Challenge:
Can the lines below, from the one that holds "Provide one point per instance of the large" to the very end, be echoed exactly, with both ends included and no pictures?

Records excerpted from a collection
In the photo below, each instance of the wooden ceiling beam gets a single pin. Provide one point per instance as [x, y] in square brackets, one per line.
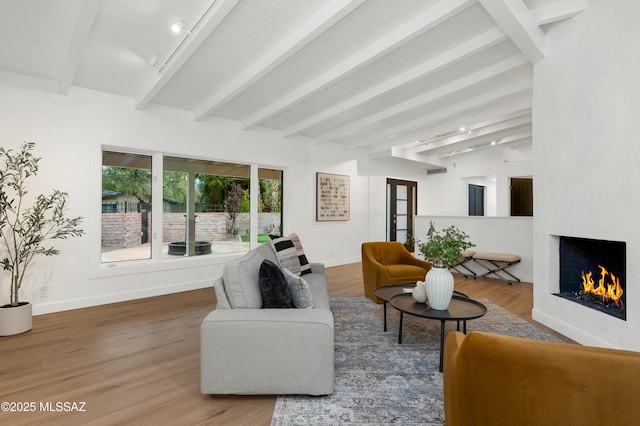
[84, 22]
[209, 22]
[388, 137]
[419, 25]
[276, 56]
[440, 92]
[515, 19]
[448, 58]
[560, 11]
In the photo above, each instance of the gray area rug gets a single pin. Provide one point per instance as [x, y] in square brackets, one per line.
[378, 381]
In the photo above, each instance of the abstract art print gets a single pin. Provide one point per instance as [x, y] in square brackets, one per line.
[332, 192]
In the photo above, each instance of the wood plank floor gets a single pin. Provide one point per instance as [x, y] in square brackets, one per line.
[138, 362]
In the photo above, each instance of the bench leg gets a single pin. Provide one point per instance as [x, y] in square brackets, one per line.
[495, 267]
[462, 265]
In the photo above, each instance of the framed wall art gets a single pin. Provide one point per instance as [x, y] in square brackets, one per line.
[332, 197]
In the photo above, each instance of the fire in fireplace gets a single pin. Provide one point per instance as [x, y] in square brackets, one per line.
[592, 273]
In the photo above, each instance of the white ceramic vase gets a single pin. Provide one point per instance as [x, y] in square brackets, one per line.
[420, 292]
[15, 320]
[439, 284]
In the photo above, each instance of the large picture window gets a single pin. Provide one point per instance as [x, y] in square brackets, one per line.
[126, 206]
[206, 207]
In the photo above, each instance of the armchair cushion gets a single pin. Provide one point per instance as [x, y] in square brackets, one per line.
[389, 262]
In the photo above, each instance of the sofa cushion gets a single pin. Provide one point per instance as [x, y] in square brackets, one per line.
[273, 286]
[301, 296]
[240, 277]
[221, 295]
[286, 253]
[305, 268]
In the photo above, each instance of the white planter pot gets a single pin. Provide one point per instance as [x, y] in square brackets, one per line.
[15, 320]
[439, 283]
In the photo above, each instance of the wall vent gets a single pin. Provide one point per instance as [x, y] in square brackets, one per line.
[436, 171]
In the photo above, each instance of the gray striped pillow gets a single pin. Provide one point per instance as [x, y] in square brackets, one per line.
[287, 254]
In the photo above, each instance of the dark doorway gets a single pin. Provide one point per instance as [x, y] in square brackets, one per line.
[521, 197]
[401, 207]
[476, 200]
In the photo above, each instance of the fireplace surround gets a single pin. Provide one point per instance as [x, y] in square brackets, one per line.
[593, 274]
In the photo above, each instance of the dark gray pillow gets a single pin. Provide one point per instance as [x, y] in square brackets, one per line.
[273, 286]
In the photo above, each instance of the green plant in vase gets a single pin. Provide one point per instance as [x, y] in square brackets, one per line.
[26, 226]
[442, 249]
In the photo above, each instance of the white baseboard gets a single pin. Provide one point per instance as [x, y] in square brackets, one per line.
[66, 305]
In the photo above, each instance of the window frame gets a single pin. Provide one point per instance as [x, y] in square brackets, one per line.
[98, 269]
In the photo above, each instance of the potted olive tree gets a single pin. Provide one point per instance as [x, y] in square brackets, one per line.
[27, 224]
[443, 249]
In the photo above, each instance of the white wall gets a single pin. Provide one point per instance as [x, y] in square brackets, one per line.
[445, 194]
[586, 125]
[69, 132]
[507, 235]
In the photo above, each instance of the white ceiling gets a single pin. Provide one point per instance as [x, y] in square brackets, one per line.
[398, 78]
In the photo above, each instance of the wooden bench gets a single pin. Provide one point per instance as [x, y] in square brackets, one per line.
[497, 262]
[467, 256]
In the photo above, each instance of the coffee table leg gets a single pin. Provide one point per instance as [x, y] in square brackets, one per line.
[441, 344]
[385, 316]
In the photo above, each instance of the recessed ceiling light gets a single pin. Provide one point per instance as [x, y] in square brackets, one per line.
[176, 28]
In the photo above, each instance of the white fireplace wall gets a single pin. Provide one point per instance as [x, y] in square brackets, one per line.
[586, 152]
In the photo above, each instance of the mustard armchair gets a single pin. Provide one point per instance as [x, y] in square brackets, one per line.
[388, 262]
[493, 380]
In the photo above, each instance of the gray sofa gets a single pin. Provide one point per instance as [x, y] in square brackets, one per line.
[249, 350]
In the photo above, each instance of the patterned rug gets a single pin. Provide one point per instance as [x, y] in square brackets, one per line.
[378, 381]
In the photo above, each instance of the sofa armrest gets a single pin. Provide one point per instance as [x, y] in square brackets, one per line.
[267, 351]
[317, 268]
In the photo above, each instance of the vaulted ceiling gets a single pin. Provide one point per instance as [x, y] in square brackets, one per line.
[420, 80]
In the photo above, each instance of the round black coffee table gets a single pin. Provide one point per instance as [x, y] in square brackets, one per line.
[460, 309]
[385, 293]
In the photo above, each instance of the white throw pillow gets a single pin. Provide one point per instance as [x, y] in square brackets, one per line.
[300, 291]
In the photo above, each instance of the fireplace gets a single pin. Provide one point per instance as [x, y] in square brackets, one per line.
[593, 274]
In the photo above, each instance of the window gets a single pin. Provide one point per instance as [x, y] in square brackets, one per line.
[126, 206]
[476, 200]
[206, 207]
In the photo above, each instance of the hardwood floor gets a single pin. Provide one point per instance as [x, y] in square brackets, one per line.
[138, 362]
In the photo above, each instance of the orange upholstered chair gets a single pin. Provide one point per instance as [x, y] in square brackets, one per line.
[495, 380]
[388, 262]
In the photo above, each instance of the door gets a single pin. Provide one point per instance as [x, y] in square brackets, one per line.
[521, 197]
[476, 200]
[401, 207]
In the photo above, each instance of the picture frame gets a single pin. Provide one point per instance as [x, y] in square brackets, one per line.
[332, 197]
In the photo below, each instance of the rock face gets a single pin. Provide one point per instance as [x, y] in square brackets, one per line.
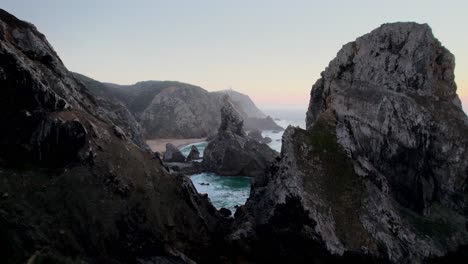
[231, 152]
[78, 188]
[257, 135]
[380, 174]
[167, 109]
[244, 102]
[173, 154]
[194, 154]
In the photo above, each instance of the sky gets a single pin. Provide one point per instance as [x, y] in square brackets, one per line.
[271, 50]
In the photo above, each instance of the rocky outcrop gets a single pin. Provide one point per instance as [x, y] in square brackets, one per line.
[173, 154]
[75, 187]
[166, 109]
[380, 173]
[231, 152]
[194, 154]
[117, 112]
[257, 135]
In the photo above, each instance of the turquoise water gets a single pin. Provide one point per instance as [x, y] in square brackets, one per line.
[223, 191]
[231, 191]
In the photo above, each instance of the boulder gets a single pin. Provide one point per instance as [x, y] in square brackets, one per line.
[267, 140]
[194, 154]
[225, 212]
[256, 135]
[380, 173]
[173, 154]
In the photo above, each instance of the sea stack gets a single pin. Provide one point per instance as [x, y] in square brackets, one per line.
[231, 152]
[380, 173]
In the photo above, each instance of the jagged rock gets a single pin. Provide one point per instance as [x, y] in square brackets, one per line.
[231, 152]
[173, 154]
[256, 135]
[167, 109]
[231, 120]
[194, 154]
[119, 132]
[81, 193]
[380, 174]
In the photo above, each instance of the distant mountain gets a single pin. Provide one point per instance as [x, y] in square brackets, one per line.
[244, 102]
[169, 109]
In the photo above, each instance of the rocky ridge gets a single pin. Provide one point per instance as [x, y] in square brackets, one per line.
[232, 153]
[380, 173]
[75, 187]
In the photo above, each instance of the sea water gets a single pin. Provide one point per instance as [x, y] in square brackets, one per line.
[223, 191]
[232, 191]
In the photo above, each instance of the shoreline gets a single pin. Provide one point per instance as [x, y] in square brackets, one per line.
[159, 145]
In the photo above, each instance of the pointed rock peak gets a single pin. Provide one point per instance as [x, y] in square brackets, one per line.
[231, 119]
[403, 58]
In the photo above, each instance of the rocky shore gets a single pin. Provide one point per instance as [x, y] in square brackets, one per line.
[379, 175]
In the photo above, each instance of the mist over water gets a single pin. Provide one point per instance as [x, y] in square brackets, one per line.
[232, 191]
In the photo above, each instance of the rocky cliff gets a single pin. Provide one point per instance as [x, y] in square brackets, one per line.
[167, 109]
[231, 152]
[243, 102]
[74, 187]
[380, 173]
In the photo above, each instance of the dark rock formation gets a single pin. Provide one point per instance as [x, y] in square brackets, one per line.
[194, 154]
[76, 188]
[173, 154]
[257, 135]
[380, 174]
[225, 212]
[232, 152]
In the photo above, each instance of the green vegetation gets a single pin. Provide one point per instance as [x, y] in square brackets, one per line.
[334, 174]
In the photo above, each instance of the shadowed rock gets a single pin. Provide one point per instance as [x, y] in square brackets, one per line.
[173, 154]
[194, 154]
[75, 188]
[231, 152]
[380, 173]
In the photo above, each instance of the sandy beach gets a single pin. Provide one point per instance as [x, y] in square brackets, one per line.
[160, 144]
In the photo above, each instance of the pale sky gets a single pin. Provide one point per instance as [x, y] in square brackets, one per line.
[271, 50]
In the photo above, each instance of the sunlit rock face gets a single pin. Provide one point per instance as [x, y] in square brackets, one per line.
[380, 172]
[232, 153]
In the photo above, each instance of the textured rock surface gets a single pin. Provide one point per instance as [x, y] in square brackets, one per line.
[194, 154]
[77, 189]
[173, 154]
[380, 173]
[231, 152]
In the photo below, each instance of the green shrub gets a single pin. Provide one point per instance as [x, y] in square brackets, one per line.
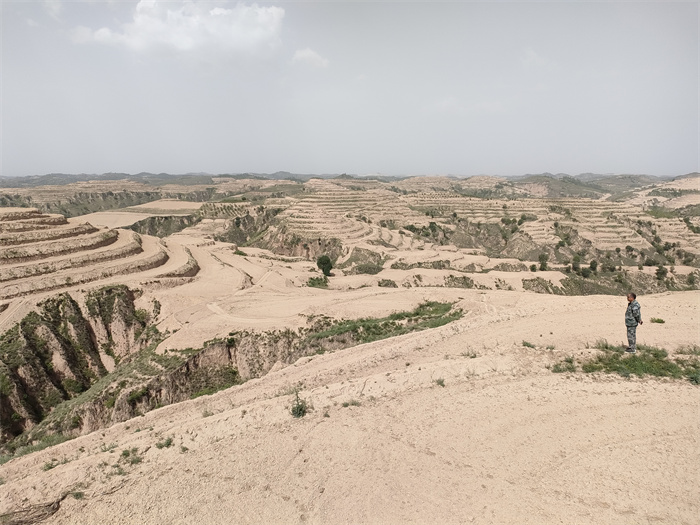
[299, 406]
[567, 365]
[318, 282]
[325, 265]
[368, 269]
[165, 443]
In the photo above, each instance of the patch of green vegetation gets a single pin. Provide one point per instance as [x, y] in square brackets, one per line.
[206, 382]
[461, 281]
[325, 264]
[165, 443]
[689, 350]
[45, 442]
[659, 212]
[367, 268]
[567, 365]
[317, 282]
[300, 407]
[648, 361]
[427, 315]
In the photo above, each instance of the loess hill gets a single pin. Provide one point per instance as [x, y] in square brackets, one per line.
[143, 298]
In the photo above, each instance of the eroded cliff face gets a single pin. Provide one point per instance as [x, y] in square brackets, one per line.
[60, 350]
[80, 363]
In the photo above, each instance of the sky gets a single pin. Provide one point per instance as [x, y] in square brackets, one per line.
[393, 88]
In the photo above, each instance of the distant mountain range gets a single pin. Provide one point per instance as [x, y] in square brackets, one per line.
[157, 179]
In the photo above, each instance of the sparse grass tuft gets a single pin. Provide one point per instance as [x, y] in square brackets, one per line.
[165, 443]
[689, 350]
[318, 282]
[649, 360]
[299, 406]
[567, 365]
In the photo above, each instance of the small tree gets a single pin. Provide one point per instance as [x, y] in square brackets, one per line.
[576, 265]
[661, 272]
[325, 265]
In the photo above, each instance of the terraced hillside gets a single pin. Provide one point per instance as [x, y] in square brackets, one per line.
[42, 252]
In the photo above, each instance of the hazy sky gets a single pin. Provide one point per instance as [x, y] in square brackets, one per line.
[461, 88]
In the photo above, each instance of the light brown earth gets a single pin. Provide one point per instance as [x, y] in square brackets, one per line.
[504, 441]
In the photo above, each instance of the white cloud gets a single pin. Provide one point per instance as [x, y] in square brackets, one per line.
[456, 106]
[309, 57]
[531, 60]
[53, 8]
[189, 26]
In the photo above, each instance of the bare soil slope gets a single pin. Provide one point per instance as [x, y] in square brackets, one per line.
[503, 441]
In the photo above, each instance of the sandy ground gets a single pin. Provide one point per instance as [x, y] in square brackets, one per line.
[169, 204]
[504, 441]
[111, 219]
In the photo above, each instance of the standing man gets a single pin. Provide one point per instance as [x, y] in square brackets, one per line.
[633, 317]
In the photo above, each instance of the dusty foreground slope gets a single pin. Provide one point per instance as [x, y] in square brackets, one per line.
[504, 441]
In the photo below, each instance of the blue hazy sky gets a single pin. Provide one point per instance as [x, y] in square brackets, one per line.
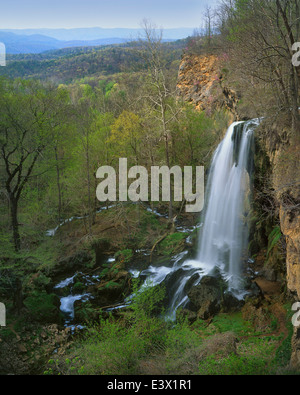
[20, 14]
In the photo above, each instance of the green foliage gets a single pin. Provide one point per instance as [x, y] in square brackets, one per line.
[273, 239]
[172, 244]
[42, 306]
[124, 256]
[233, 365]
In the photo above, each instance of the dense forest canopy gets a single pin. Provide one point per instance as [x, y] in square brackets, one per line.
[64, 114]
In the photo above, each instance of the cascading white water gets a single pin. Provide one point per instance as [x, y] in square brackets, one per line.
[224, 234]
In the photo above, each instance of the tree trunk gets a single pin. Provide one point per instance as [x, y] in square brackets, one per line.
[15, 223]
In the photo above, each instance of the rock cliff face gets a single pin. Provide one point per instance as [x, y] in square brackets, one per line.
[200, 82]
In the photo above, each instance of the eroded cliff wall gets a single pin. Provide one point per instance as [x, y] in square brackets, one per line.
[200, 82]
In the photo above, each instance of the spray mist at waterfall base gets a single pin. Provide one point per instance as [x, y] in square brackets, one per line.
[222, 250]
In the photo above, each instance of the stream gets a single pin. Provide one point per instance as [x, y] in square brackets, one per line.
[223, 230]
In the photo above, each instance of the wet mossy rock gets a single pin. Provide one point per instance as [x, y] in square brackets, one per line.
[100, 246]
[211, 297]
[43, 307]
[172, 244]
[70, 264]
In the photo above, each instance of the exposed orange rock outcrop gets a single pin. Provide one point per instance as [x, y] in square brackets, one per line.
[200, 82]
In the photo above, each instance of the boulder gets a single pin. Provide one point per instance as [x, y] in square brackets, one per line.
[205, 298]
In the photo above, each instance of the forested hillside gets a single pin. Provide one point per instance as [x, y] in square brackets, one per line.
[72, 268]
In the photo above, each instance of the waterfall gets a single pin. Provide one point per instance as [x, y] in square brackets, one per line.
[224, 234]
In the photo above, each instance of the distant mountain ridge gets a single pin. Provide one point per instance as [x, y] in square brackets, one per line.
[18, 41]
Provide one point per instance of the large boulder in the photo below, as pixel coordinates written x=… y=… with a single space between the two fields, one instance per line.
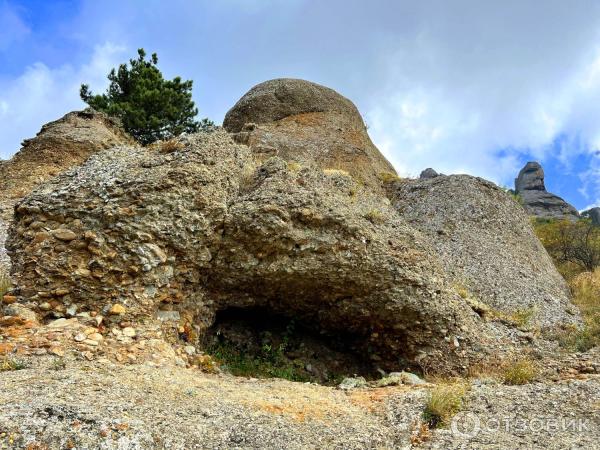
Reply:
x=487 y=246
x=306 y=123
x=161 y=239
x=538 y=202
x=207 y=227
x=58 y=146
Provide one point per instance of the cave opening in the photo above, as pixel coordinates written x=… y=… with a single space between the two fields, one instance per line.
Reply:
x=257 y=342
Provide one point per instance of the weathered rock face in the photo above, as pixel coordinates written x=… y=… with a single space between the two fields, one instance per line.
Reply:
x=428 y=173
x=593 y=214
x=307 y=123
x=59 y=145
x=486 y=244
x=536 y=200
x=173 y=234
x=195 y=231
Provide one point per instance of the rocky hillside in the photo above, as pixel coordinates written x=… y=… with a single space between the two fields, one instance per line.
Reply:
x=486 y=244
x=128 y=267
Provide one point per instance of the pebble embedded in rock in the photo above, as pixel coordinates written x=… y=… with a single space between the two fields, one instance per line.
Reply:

Solution below:
Provide one point per instance of the large boulder in the photo below, as pixel coordinates written x=… y=… with a single space between the two fields, one instance per line.
Reply:
x=487 y=246
x=306 y=123
x=161 y=239
x=538 y=202
x=207 y=227
x=58 y=146
Provide one point per instance of the cave opening in the photo above, as pixel coordinates written x=… y=… with a single space between the two fields, one instance per line.
Reply:
x=257 y=342
Provide one point per instance of the weathered rock face in the photo above, as pixel coordinates written x=… y=… with a single space between the two fields, one instance per line.
Reply:
x=428 y=173
x=593 y=214
x=307 y=123
x=59 y=145
x=486 y=244
x=536 y=200
x=173 y=234
x=195 y=231
Provide one point per instance of the rocky hillside in the photo above, as pixel coordinates written x=… y=… with a single space between the two fields, one instance per line.
Reply:
x=486 y=244
x=128 y=267
Provide one point per instance of the pebble embedded in rock in the photo above, as pixel coordinates written x=… y=… with a single space between the two fields, one instance per line.
Reply:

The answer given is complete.